---- Input

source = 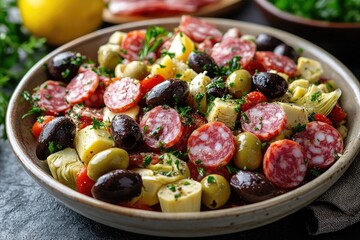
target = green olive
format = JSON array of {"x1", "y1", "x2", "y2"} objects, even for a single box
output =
[
  {"x1": 226, "y1": 69, "x2": 252, "y2": 98},
  {"x1": 98, "y1": 44, "x2": 121, "y2": 70},
  {"x1": 114, "y1": 63, "x2": 126, "y2": 78},
  {"x1": 200, "y1": 174, "x2": 231, "y2": 209},
  {"x1": 233, "y1": 132, "x2": 263, "y2": 171},
  {"x1": 87, "y1": 148, "x2": 129, "y2": 180},
  {"x1": 123, "y1": 61, "x2": 149, "y2": 80}
]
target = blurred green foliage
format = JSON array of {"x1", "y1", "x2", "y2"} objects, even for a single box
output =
[
  {"x1": 0, "y1": 0, "x2": 47, "y2": 138},
  {"x1": 269, "y1": 0, "x2": 360, "y2": 22}
]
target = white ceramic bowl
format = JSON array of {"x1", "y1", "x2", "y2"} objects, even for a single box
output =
[{"x1": 6, "y1": 18, "x2": 360, "y2": 237}]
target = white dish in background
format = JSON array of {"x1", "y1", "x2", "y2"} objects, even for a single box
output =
[{"x1": 6, "y1": 18, "x2": 360, "y2": 237}]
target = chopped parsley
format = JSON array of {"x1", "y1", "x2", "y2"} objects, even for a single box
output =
[
  {"x1": 311, "y1": 91, "x2": 321, "y2": 102},
  {"x1": 21, "y1": 91, "x2": 43, "y2": 118},
  {"x1": 140, "y1": 26, "x2": 169, "y2": 60},
  {"x1": 207, "y1": 175, "x2": 216, "y2": 184},
  {"x1": 90, "y1": 118, "x2": 106, "y2": 130}
]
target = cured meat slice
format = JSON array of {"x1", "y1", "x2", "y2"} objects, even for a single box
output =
[
  {"x1": 263, "y1": 139, "x2": 307, "y2": 189},
  {"x1": 240, "y1": 102, "x2": 286, "y2": 141},
  {"x1": 36, "y1": 80, "x2": 70, "y2": 115},
  {"x1": 65, "y1": 70, "x2": 99, "y2": 105},
  {"x1": 103, "y1": 77, "x2": 142, "y2": 113},
  {"x1": 83, "y1": 85, "x2": 105, "y2": 108},
  {"x1": 293, "y1": 121, "x2": 344, "y2": 169},
  {"x1": 121, "y1": 30, "x2": 146, "y2": 61},
  {"x1": 255, "y1": 51, "x2": 298, "y2": 77},
  {"x1": 179, "y1": 15, "x2": 222, "y2": 43},
  {"x1": 188, "y1": 121, "x2": 235, "y2": 170},
  {"x1": 211, "y1": 38, "x2": 256, "y2": 67},
  {"x1": 108, "y1": 0, "x2": 219, "y2": 16},
  {"x1": 139, "y1": 106, "x2": 183, "y2": 150},
  {"x1": 66, "y1": 104, "x2": 104, "y2": 130}
]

--------

Exercise objective => Copy out all of the material exactly as written, without its pictures.

Output for this task =>
source = 
target = green olive
format = JSON array of {"x1", "y1", "x2", "y2"} objects, even for a single box
output =
[
  {"x1": 226, "y1": 69, "x2": 252, "y2": 98},
  {"x1": 98, "y1": 44, "x2": 121, "y2": 70},
  {"x1": 114, "y1": 63, "x2": 126, "y2": 78},
  {"x1": 200, "y1": 174, "x2": 231, "y2": 209},
  {"x1": 233, "y1": 132, "x2": 263, "y2": 171},
  {"x1": 87, "y1": 148, "x2": 129, "y2": 180},
  {"x1": 123, "y1": 61, "x2": 149, "y2": 80}
]
target = blurred green foliage
format = JSON array of {"x1", "y1", "x2", "y2"} objects, even for a single box
output =
[
  {"x1": 0, "y1": 0, "x2": 47, "y2": 138},
  {"x1": 269, "y1": 0, "x2": 360, "y2": 22}
]
target = white ceramic bowl
format = JSON array of {"x1", "y1", "x2", "y2"} objects, even for a single box
output =
[{"x1": 6, "y1": 18, "x2": 360, "y2": 237}]
target = white dish in background
format = JSON array of {"x1", "y1", "x2", "y2"} objects, even for a single box
output =
[{"x1": 6, "y1": 18, "x2": 360, "y2": 237}]
target = chopped parsley
format = JSON array of {"x1", "y1", "x2", "y2"} objects, even for a single box
output =
[
  {"x1": 311, "y1": 91, "x2": 321, "y2": 102},
  {"x1": 21, "y1": 91, "x2": 43, "y2": 118},
  {"x1": 140, "y1": 26, "x2": 169, "y2": 60},
  {"x1": 207, "y1": 175, "x2": 216, "y2": 184},
  {"x1": 90, "y1": 118, "x2": 106, "y2": 130}
]
target = cured meat slice
format = JSON array of {"x1", "y1", "x2", "y2"} objects, even for a single box
output =
[
  {"x1": 263, "y1": 139, "x2": 307, "y2": 189},
  {"x1": 240, "y1": 102, "x2": 286, "y2": 141},
  {"x1": 36, "y1": 80, "x2": 70, "y2": 115},
  {"x1": 65, "y1": 70, "x2": 99, "y2": 105},
  {"x1": 103, "y1": 77, "x2": 142, "y2": 113},
  {"x1": 83, "y1": 85, "x2": 105, "y2": 108},
  {"x1": 293, "y1": 121, "x2": 344, "y2": 169},
  {"x1": 121, "y1": 30, "x2": 146, "y2": 61},
  {"x1": 255, "y1": 51, "x2": 298, "y2": 77},
  {"x1": 179, "y1": 15, "x2": 222, "y2": 43},
  {"x1": 188, "y1": 121, "x2": 235, "y2": 170},
  {"x1": 211, "y1": 38, "x2": 256, "y2": 67},
  {"x1": 108, "y1": 0, "x2": 219, "y2": 16},
  {"x1": 139, "y1": 106, "x2": 183, "y2": 150},
  {"x1": 66, "y1": 104, "x2": 104, "y2": 130}
]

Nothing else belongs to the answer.